**Texto em estudo**
De acordo com as estimativas mais optimistas do Imperial College, Londres, haverá 900 mil mortes na Ásia e 300 mil em África. Os países em desenvolvimento não carecem apenas de sistemas de saúde modernos; também dispõem de redes de segurança social totalmente inadequadas. São necessários, pelo menos, 35 mil milhões de dólares para fornecer produtos médicos vitais, recrutar pessoal e fortalecer a resiliência nacional.
No entanto, apesar do perigo iminente, quase 30% dos países não possui planos nacionais de preparação e resposta ao COVID-19, segundo a OMS, e apenas metade possui um programa nacional de prevenção e controlo de infecções. Muitos carecem de padrões adequados em matéria de água, saneamento e higiene nas respectivas unidades de saúde. E, embora se calcule que os países mais ricos apenas terão um sétimo das camas hospitalares de que necessitam para os cuidados intensivos, os países pobres terão muito menos e muitos não terão nenhuma.
Os governos nacionais também estão a tentar combater a curva descendente das suas economias. Mas, para impedir que uma crise de liquidez se transforme numa crise de solvência e que a recessão global de hoje se transforme na depressão de amanhã, são urgentemente necessárias medidas fiscais, monetárias e comerciais melhor coordenadas.
Os pacotes de estímulo fiscal que estão a ser implementados em alguns países vão ser muito mais eficazes se todos os países com condições de fazê-lo se juntarem. Mas, se quisermos limitar os despedimentos em massa (que já estão a ocorrer a uma escala assustadora), também é vital que os bancos cumpram rapidamente as garantias de empréstimo dos governos e forneçam o apoio financeiro de que as empresas e os seus trabalhadores necessitam.
Os países mais pobres precisam de assistência económica especial. A comunidade internacional deveria começar por renunciar ao pagamento das dívidas deste ano dos países em desenvolvimento, inclusive a dívida de 44 mil milhões de dólares de África. Mas a realidade é que serão necessários pelo menos 150 mil milhões de dólares em novos financiamentos para proteger as economias em desenvolvimento.

**Dados fornecidos**
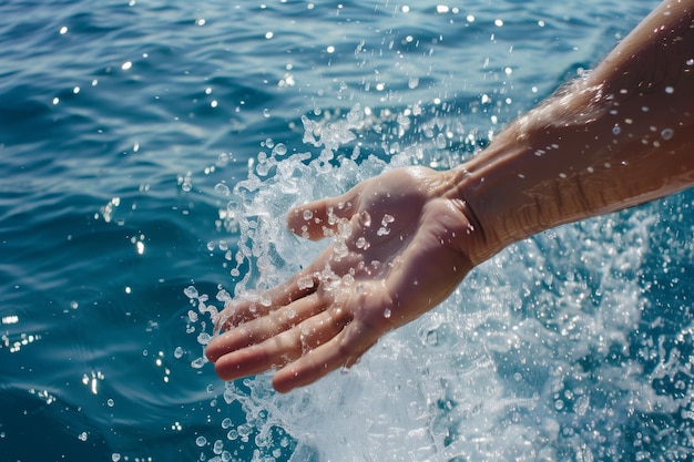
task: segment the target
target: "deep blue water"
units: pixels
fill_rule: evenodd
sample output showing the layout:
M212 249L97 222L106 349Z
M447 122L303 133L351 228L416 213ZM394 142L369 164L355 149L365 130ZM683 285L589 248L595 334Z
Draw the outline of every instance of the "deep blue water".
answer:
M292 204L472 155L655 4L0 3L0 460L692 460L691 192L288 396L200 361L205 306L319 248Z

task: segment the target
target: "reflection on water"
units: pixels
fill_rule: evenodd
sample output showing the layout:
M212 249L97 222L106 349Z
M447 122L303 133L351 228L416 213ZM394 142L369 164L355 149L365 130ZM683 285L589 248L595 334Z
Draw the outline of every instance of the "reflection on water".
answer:
M653 6L1 4L0 460L691 459L691 193L509 248L287 396L202 355L322 248L293 204L460 163Z
M299 245L285 230L292 205L394 166L437 165L437 136L386 155L360 148L374 133L401 130L405 114L411 109L379 119L355 105L337 119L305 117L313 151L261 153L248 179L221 191L239 232L236 253L225 253L229 274L243 275L233 279L235 296L277 284L323 247ZM465 157L484 144L470 133L452 137L468 147L445 155ZM647 206L544 233L482 265L441 307L386 336L349 371L287 396L273 392L269 374L226 383L220 421L231 430L210 456L238 456L239 438L257 460L688 454L690 360L682 355L691 319L670 347L666 336L644 331L662 322L643 319L653 316L644 267L662 251L650 247L660 226ZM216 305L228 297L222 290ZM680 392L664 392L663 380L675 377ZM238 411L244 419L228 420Z

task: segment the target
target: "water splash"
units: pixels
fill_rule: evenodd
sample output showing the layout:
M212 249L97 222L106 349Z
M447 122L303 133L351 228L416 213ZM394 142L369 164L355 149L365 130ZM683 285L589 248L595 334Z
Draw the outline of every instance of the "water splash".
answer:
M397 115L390 120L398 124ZM231 193L226 211L239 236L231 259L234 297L274 286L324 247L285 229L290 206L341 194L394 166L440 160L422 155L436 152L436 135L417 150L394 143L367 155L349 150L384 123L361 106L337 121L303 123L318 154L271 153L263 162L274 171L263 178L251 173ZM386 229L394 220L374 218ZM686 376L688 362L669 355L665 340L639 333L654 226L652 213L640 209L519 243L477 268L431 314L387 335L351 370L305 389L276 394L268 374L226 383L222 437L207 435L203 448L208 460L633 460L647 458L656 438L673 443L671 455L685 451L692 400L654 384ZM232 297L224 294L222 302ZM206 296L191 288L186 295L211 310ZM681 345L693 332L683 330ZM688 388L685 379L673 383ZM672 415L664 421L675 424L674 437L646 430L663 414Z

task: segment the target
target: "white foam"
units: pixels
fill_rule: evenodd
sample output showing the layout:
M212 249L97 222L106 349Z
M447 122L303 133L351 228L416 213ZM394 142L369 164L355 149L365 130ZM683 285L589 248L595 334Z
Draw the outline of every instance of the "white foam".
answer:
M336 158L354 140L348 133L365 124L361 109L349 114L331 126L306 119L305 140L323 150L317 157L289 156L274 176L251 175L234 188L235 260L249 268L235 296L274 286L325 245L285 229L292 205L421 161L421 151L411 150L390 163ZM232 431L255 435L254 460L286 460L288 445L272 438L277 428L297 443L292 461L609 458L630 415L676 409L630 357L646 302L639 277L652 223L641 209L519 243L477 268L432 312L382 338L351 370L304 389L276 394L269 374L244 387L227 383L225 402L239 403L246 415Z

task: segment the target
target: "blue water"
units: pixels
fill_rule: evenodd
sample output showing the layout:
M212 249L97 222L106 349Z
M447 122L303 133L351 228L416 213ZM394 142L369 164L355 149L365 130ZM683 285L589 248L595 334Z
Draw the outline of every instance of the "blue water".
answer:
M347 373L201 360L310 259L294 203L455 165L655 1L0 3L0 460L694 454L694 194L478 268Z

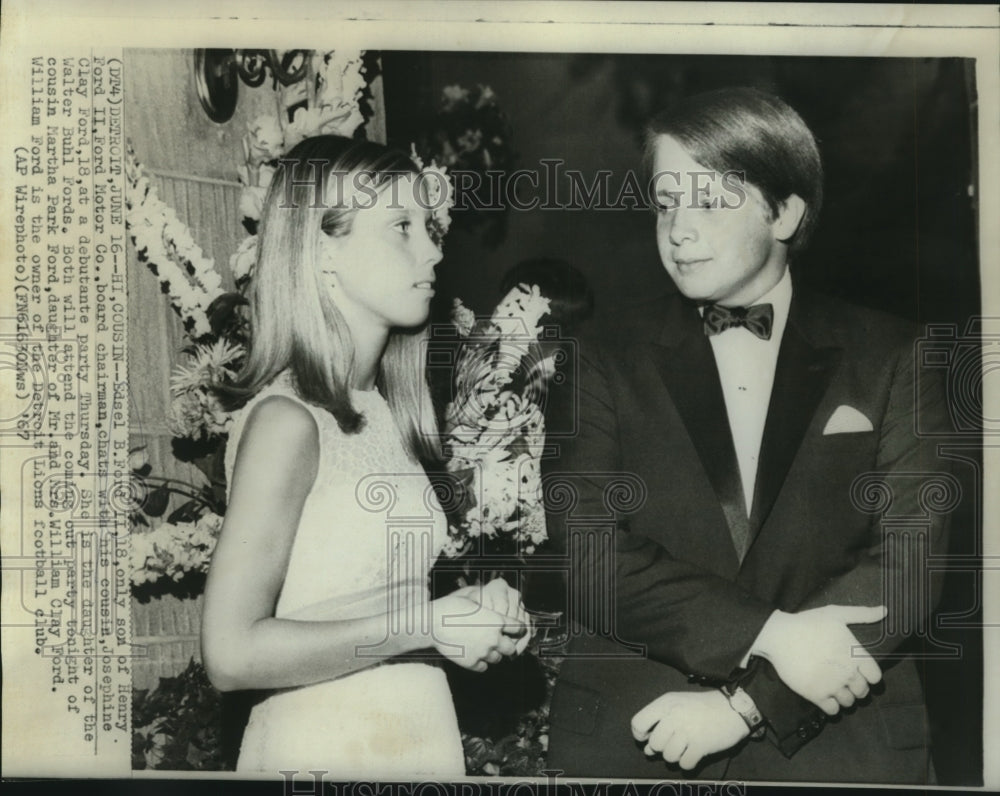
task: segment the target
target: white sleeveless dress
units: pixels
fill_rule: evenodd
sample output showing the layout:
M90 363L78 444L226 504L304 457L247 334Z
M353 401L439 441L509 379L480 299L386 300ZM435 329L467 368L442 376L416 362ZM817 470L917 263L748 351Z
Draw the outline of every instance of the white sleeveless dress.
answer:
M292 544L275 616L298 620L386 614L407 601L413 623L429 623L428 571L447 527L420 464L407 454L385 399L353 392L365 417L344 434L333 415L302 401L286 374L235 419L226 451L232 483L240 435L253 407L272 395L304 406L319 428L319 468ZM386 634L407 632L386 628ZM372 666L334 680L278 691L256 705L237 771L323 770L328 779L465 775L461 735L444 671L359 649Z

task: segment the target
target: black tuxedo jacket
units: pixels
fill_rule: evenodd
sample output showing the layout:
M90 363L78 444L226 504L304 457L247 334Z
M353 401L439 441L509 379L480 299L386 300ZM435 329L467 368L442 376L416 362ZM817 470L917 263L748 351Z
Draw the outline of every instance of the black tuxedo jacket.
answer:
M545 468L550 535L571 558L568 612L580 625L552 701L549 768L676 778L680 769L643 755L632 715L667 691L738 676L768 740L697 776L927 781L911 653L935 599L924 559L946 550L954 480L915 432L916 411L934 428L945 405L938 380L916 375L914 341L901 321L796 288L750 517L697 309L657 299L580 341L578 433ZM829 427L838 412L854 422ZM852 628L883 683L827 720L767 662L739 664L774 609L834 603L887 604L889 615Z

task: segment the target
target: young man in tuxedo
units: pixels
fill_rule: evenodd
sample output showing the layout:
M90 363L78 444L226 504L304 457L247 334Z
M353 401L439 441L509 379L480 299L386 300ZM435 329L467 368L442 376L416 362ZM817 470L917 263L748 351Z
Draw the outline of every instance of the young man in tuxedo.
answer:
M946 544L924 492L953 481L915 434L915 407L945 418L915 331L793 279L822 167L780 99L690 98L653 120L649 155L680 295L580 342L579 433L546 476L575 492L550 505L575 630L548 766L932 781L912 636Z

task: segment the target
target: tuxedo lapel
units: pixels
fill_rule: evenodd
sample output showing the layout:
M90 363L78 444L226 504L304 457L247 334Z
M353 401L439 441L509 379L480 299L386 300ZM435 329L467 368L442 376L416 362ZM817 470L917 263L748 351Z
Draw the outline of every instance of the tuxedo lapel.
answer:
M719 499L735 552L742 557L750 533L743 485L715 357L696 309L682 306L676 311L652 346L652 357Z
M822 313L805 295L793 297L778 350L774 386L761 441L750 542L767 520L788 475L806 429L816 413L841 349L817 344L823 335Z

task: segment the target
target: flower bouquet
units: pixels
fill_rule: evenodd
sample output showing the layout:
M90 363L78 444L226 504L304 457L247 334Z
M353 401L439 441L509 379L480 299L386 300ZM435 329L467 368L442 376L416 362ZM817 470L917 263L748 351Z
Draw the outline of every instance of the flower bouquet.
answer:
M445 454L462 499L449 523L445 553L452 558L521 558L546 539L539 461L554 368L538 356L538 324L548 311L537 286L516 286L478 321L455 300L462 343L455 397L445 410Z

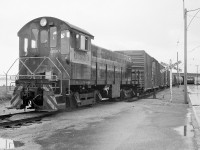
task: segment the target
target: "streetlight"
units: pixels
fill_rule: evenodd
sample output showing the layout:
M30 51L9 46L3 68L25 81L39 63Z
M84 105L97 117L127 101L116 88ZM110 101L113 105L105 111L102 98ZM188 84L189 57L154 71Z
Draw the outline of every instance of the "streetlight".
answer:
M198 10L198 11L197 11ZM197 13L193 16L193 18L190 20L189 25L187 26L187 13L191 11L197 11ZM187 101L187 29L192 23L193 19L195 16L198 14L200 11L200 8L194 9L194 10L187 10L184 5L184 0L183 0L183 13L184 13L184 101L185 104L188 104Z

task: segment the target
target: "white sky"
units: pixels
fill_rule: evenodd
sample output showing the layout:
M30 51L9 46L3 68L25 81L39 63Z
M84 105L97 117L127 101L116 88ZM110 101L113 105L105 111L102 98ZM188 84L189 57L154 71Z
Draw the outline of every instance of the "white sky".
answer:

**Tarefa A**
Segundo o texto em estudo, qual é o montante mínimo de novos financiamentos necessário para proteger as economias em desenvolvimento?
**Tarefa B**
Indique se cada afirmação concorda com o texto em estudo, respondendo sim ou não e citando as palavras do texto que decidem a resposta:
(i) Segundo a OMS, quase 30% dos países não têm planos nacionais de preparação e resposta ao COVID-19.
(ii) A dívida de África referida no texto é de 35 mil milhões de dólares.
(iii) As estimativas do Imperial College preveem 900 mil mortes em África.
**Tarefa C**
Copie do texto em estudo o trecho entre "Os governos nacionais" e "seus trabalhadores necessitam.", inclusive.

**Resposta escrita A**
São necessários pelo menos 150 mil milhões de dólares.

**Resposta escrita B**
(i) Sim: "quase 30% dos países não possui planos nacionais de preparação e resposta ao COVID-19, segundo a OMS".
(ii) Não: "inclusive a dívida de 44 mil milhões de dólares de África".
(iii) Não: "haverá 900 mil mortes na Ásia e 300 mil em África".

**Resposta escrita C**
Os governos nacionais também estão a tentar combater a curva descendente das suas economias. Mas, para impedir que uma crise de liquidez se transforme numa crise de solvência e que a recessão global de hoje se transforme na depressão de amanhã, são urgentemente necessárias medidas fiscais, monetárias e comerciais melhor coordenadas.
Os pacotes de estímulo fiscal que estão a ser implementados em alguns países vão ser muito mais eficazes se todos os países com condições de fazê-lo se juntarem. Mas, se quisermos limitar os despedimentos em massa (que já estão a ocorrer a uma escala assustadora), também é vital que os bancos cumpram rapidamente as garantias de empréstimo dos governos e forneçam o apoio financeiro de que as empresas e os seus trabalhadores necessitam.